**Text**
>> BEGIN

One of the “conceptual branches” of metR
is the visualization tools. These are a set of functions that interface with ggplot2 for easier and better plotting of meteorological (an other) fields.
Many meteorological fields are defined in a longitude×latitude×level grid, so metR
includes scales for each dimension. These are glorified wrappers around scale_*_continuous()
with sensible defaults and, in the case of scale_*_level()
, the implementation of reverselog_trans()
.
There are also scale_color_divergent()
and scale_fill_divergent()
which are wrappers around scale_*_gradient2()
but with sane default colours for positive and negative values –particularly useful for plotting anomaly values.
To see how this scales work, let’s visualize the vertical distribution of temperature anomalies from the zonal mean.
library(metR)
library(ggplot2)
library(data.table)
temperature <- copy(temperature)
temperature[, air.z := Anomaly(air), by = .(lat, lev)]
# Plot made with base ggplot
(g <- ggplot(temperature[lon %~% 180], aes(lat, lev, z = air.z)) +
geom_contour2(aes(color = ..level..)))
While this is fine, since pressure levels are roughly proportional to \(\mathrm{e}^{-z}\) in meteorology we usually plot the vertical coordinate as \(-\log(p)\). However, while ggplot2 has scale_y_log10()

>> END

**Material provided**
>> BEGIN

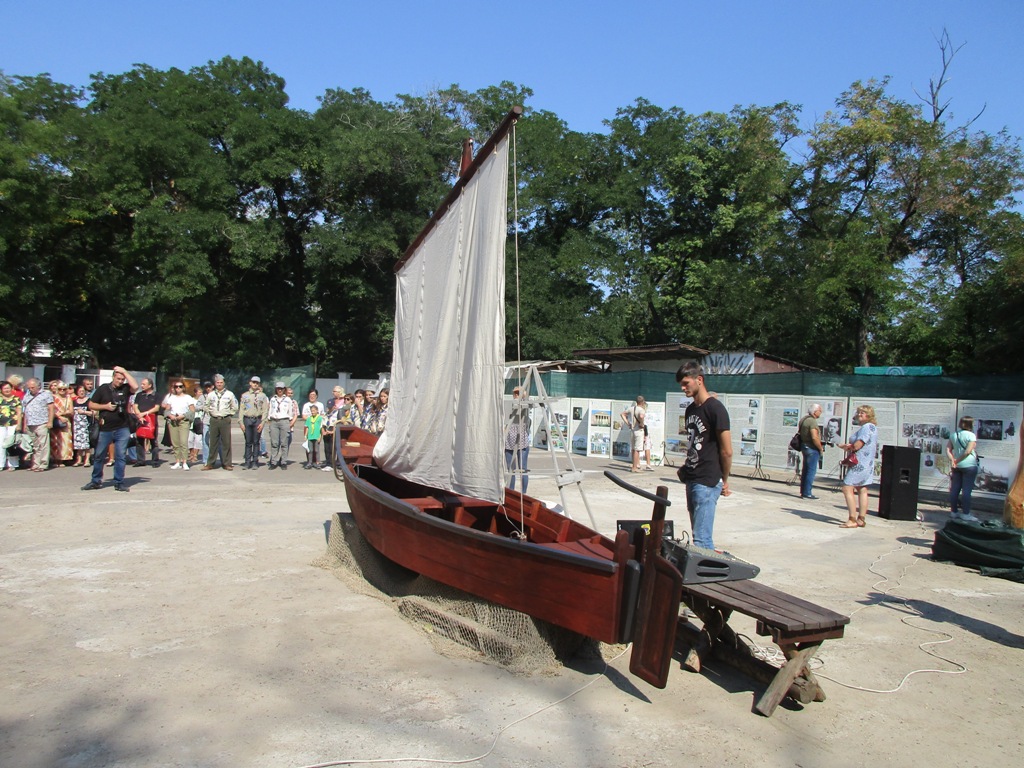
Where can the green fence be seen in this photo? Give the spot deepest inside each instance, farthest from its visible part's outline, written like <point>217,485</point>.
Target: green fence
<point>652,384</point>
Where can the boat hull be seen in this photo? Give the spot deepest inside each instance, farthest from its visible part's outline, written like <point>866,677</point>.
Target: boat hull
<point>580,581</point>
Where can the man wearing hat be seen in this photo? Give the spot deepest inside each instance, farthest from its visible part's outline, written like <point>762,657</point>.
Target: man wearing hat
<point>281,416</point>
<point>221,404</point>
<point>252,413</point>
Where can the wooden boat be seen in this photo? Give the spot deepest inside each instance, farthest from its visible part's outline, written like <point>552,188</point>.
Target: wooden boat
<point>429,494</point>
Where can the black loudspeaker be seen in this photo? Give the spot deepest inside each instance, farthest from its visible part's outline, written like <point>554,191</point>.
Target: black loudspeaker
<point>900,476</point>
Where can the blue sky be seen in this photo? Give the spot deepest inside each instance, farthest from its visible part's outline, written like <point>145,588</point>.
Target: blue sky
<point>582,59</point>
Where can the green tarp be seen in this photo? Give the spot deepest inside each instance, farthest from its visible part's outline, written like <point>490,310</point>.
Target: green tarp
<point>994,548</point>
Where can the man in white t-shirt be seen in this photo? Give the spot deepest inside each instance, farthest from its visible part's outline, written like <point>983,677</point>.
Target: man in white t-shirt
<point>179,410</point>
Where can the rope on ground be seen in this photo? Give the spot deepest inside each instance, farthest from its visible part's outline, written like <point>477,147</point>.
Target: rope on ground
<point>775,656</point>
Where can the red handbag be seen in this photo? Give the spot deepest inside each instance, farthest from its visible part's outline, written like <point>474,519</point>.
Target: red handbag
<point>147,429</point>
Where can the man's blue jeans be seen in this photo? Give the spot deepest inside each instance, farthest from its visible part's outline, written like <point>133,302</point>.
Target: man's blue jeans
<point>120,439</point>
<point>812,457</point>
<point>701,501</point>
<point>961,487</point>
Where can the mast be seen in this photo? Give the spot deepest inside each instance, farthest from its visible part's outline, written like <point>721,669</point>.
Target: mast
<point>468,173</point>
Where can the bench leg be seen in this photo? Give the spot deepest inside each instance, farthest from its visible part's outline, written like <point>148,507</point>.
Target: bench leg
<point>796,665</point>
<point>714,624</point>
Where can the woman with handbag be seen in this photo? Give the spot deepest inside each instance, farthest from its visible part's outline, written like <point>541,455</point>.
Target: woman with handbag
<point>81,427</point>
<point>860,466</point>
<point>10,419</point>
<point>964,470</point>
<point>61,450</point>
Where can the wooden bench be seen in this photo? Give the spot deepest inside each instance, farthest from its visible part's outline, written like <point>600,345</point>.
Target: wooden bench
<point>798,627</point>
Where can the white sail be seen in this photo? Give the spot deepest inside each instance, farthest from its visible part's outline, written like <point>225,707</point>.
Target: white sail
<point>444,414</point>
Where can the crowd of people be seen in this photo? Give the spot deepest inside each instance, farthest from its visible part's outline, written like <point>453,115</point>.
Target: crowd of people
<point>118,423</point>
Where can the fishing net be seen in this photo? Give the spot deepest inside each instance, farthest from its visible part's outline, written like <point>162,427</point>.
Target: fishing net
<point>458,625</point>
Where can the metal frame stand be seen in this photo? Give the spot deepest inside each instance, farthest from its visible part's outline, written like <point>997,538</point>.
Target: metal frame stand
<point>570,476</point>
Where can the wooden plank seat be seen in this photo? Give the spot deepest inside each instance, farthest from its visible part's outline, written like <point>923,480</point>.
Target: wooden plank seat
<point>798,627</point>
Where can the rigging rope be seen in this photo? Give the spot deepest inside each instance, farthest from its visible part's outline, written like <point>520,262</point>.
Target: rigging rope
<point>515,241</point>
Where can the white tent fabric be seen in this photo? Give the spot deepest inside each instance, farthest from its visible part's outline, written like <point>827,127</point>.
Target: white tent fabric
<point>444,414</point>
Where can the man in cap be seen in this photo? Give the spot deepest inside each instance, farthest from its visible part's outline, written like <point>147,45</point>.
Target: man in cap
<point>252,413</point>
<point>221,404</point>
<point>281,417</point>
<point>111,406</point>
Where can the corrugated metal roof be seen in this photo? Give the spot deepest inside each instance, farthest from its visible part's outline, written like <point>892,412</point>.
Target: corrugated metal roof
<point>671,351</point>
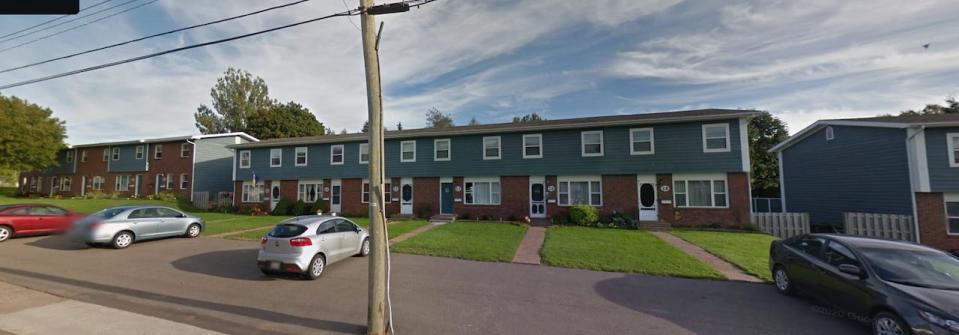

>> END

**Jobs**
**A)** In the page on metR's visualization tools, give the code again starting with "library(metR)" and going on through "geom_contour2(aes(color = ..level..)))", substituting "air_temp" for "temperature".
**B)** Answer these from the page on metR's visualization tools:
(i) Which function do scale_color_divergent() and scale_fill_divergent() wrap?
(ii) In what kind of grid are many meteorological fields defined?
(iii) How is the vertical coordinate usually plotted in meteorology?
**C)** According to the page on metR's visualization tools, why is the vertical coordinate usually plotted as \(-\log(p)\) in meteorology?

**Task answers**
**A)**
library(metR)
library(ggplot2)
library(data.table)
air_temp <- copy(air_temp)
air_temp[, air.z := Anomaly(air), by = .(lat, lev)]
# Plot made with base ggplot
(g <- ggplot(air_temp[lon %~% 180], aes(lat, lev, z = air.z)) +
geom_contour2(aes(color = ..level..)))

**B)**
(i) scale_*_gradient2()
(ii) A longitude×latitude×level grid
(iii) As \(-\log(p)\)

**C)** Pressure levels are roughly proportional to \(\mathrm{e}^{-z}\), so meteorologists usually plot the vertical coordinate as \(-\log(p)\).